● **Angezeigter Textauszug**
Strommarkt wieder verstaatlichen?

Fortsetzung der Diskussion von Vor- und Nachteile des aktuellen Strommarktes:

Ja, ich finde das Thema dafür wichtig genug. :slight_smile:

Durchaus nicht uncharmante Idee.

Wenn man sich die Entwicklung des Strompreises ansieht, hat sich dieser seit der Liberalisierung (ab Mitte 1998) fast verdoppelt (Quelle):


Als Grund dafür werden die steigenden staatlichen Abgaben genannt, die heute schon fast die Hälfte des ausmachen sollen. Nimmt man das als richtig an, dann war die Liberalisierung also quasi preislich ein Nullsummenspiel.

● **Angezeigte Daten**
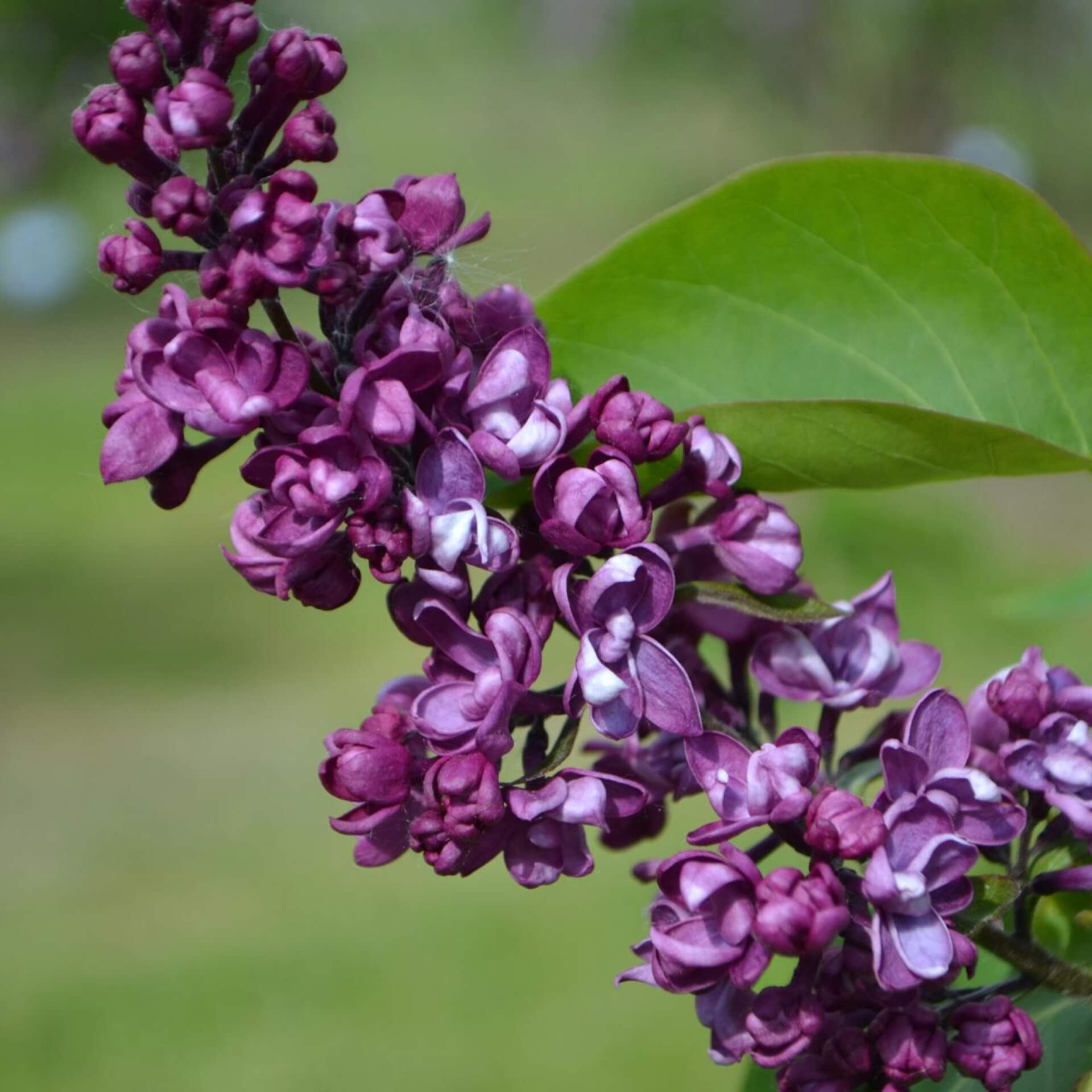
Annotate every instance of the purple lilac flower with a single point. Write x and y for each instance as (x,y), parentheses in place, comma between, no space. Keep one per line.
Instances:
(585,509)
(847,662)
(1057,762)
(995,1043)
(624,675)
(479,680)
(932,763)
(446,516)
(702,924)
(800,915)
(915,880)
(750,789)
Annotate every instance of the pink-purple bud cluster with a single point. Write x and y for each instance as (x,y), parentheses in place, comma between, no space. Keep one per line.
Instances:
(375,442)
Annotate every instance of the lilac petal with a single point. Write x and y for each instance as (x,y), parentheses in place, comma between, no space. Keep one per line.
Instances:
(938,730)
(920,667)
(669,701)
(924,944)
(449,471)
(384,842)
(888,965)
(788,664)
(904,769)
(139,442)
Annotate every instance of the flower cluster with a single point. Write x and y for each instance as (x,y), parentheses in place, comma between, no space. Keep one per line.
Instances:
(374,444)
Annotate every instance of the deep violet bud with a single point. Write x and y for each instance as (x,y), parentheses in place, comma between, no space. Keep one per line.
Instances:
(309,136)
(383,540)
(183,205)
(197,110)
(233,30)
(587,508)
(840,825)
(702,924)
(801,915)
(434,213)
(110,125)
(748,789)
(634,422)
(134,260)
(366,767)
(138,64)
(847,662)
(910,1043)
(995,1043)
(783,1023)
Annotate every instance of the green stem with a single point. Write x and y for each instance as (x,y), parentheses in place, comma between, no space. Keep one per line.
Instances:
(1036,962)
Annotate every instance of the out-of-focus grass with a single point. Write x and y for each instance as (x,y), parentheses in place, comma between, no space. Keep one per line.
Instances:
(174,912)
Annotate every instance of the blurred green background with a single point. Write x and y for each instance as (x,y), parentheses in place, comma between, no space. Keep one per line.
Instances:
(174,912)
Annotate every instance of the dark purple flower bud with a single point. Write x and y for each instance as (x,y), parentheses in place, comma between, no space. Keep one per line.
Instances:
(841,825)
(847,662)
(797,915)
(366,767)
(622,673)
(518,416)
(110,125)
(382,539)
(134,260)
(911,1044)
(309,136)
(915,880)
(702,924)
(184,206)
(138,64)
(233,30)
(434,213)
(634,422)
(280,553)
(586,508)
(173,482)
(1057,762)
(1023,698)
(933,760)
(995,1043)
(748,789)
(197,110)
(783,1021)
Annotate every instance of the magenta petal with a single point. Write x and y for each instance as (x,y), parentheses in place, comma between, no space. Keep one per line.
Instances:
(669,701)
(139,442)
(938,730)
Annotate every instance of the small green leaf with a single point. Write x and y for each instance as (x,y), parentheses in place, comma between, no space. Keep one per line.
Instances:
(874,321)
(788,609)
(993,896)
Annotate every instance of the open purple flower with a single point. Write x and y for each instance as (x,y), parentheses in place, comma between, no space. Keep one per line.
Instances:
(932,762)
(702,924)
(622,673)
(847,662)
(750,789)
(915,880)
(587,508)
(518,415)
(479,680)
(547,835)
(1057,763)
(446,515)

● **Arbeitsauftrag**
Übernimm aus dem Textauszug zur Verstaatlichung des Strommarkts wortgetreu die Passage, die mit „Fortsetzung der Diskussion“ beginnt und bis einschließlich „nicht uncharmante Idee.“ reicht.

● **Lösung**
Fortsetzung der Diskussion von Vor- und Nachteile des aktuellen Strommarktes:

Ja, ich finde das Thema dafür wichtig genug. :slight_smile:

Durchaus nicht uncharmante Idee.